● **EXERCISE INPUTS**:
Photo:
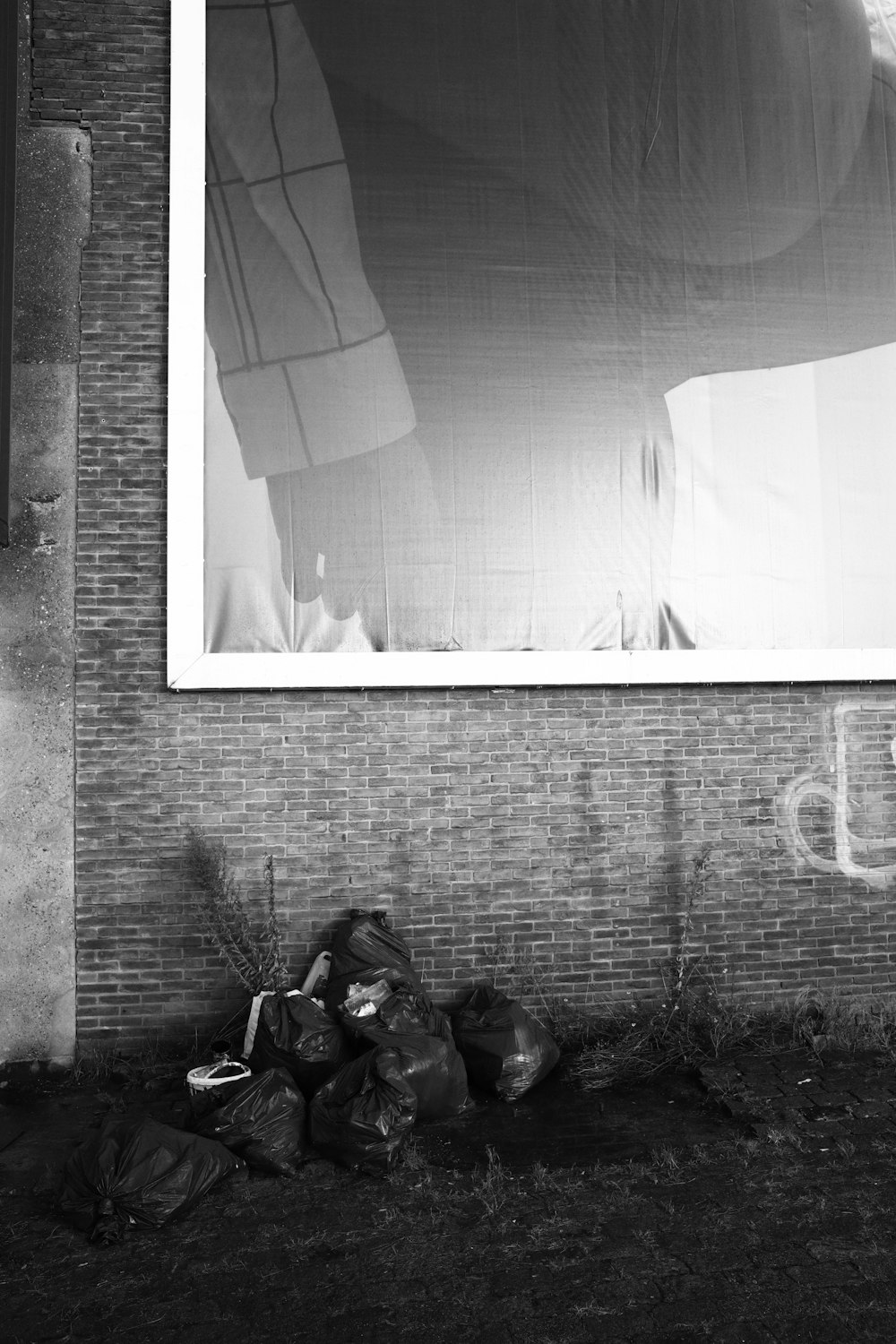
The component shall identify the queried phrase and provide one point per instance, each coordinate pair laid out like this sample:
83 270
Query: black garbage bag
365 1113
293 1032
504 1047
140 1171
433 1067
263 1121
365 949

● **WORK INSTRUCTION**:
All of the entries above should be copied exactly, except for the pictures.

● **RESULT BELOW**:
Photo:
The component shall identify the queried phrase and provide one point per instance, each coordinate pair laid out like this sample:
83 270
Query: black garbage bag
365 1113
293 1032
504 1047
140 1171
433 1067
263 1121
365 949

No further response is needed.